任务 →
(A) 请把所给文本中从“搜索算法完全详解 - 从二分搜到A*寻路¶”到“二分搜索 O(log n)”之间的内容(含首尾两处)一字不差地抄写下来。
(B) 所给文本中的句子“搜索算法是在数据集合中查找特定元素或路径的算法。”译成英语该怎么说?
(C) 根据所给文本的算法选择指南,游戏寻路推荐用哪种算法?

所给文本 →
--- --- ---
搜索算法完全详解 - 从二分搜到A*寻路¶
重要性:⭐⭐⭐⭐⭐ 难度:⭐⭐⭐ 学习时间:1-2周 前置知识:数组、递归、队列、栈
📚 目录¶
搜索算法概述¶
什么是搜索算法?¶
搜索算法是在数据集合中查找特定元素或路径的算法。
搜索算法分类¶
搜索算法
├── 线性搜索
│ └── 顺序查找 O(n)
│
├── 二分搜索 O(log n)
│ ├── 标准二分
│ ├── lower_bound / upper_bound
│ └── 旋转数组搜索
│
├── 图搜索
│ ├── BFS (广度优先搜索)
│ │ ├── 标准BFS
│ │ ├── 双向BFS
│ │ └── 多源BFS
│ │
│ └── DFS (深度优先搜索)
│ ├── 标准DFS
│ ├── 迭代加深搜索
│ └── 回溯算法
│
└── 启发式搜索
└── A*算法
算法选择指南¶
| 场景 | 推荐算法 | 时间复杂度 |
|---|---|---|
| 有序数组查找 | 二分搜索 | O(log n) |
| 最短路径(无权图) | BFS | O(V+E) |
| 路径存在性 | DFS | O(V+E) |
| 游戏寻路 | A* | O(b^d) |
| 字典树搜索 | Trie | O(m) |
二分搜索基础¶
1. 标准二分搜索¶
核心思想:每次将搜索范围减半
def binary_search(arr, target):
"""
标准二分搜索
时间:O(log n)
空间:O(1)
"""
left, right = 0, len(arr) - 1
while left <= right:
# 防止整数溢出
mid = left + (right - left) // 2
if arr[mid] == target:
return mid
elif arr[mid] < target:
left = mid + 1
else:
right = mid - 1
return -1
# 测试
arr = [1, 3, 5, 7, 9, 11, 13, 15]
print(binary_search(arr, 7)) # 3
print(binary_search(arr, 10)) # -1
搜索过程图解:
查找 target = 7
数组: [1, 3, 5, 7, 9, 11, 13, 15]
索引: 0 1 2 3 4 5 6 7
第1轮: left=0, right=7, mid=3
arr[3]=7 == target ✓
返回 3
2. lower_bound - 第一个 >= target 的位置¶
def lower_bound(arr, target):
"""
查找第一个 >= target 的元素索引
时间:O(log n)
空间:O(1)
"""
left, right = 0, len(arr)
while left < right:
mid = left + (right - left) // 2
if arr[mid] < target:
left = mid + 1
else:
right = mid
return left
# 测试
arr = [1, 3, 5, 7, 7, 7, 9, 11]
print(lower_bound(arr, 7)) # 3 (第一个7)
--- --- ---
源数据 →
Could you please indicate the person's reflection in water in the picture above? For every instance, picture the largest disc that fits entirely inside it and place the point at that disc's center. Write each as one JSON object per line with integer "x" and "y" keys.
--- --- ---
练习答案 →
(A)
搜索算法完全详解 - 从二分搜到A*寻路¶
重要性:⭐⭐⭐⭐⭐ 难度:⭐⭐⭐ 学习时间:1-2周 前置知识:数组、递归、队列、栈
📚 目录¶
搜索算法概述¶
什么是搜索算法?¶
搜索算法是在数据集合中查找特定元素或路径的算法。
搜索算法分类¶
搜索算法
├── 线性搜索
│ └── 顺序查找 O(n)
│
├── 二分搜索 O(log n)

(B) A search algorithm is an algorithm that finds a specific element or path within a data set.

(C) A*算法。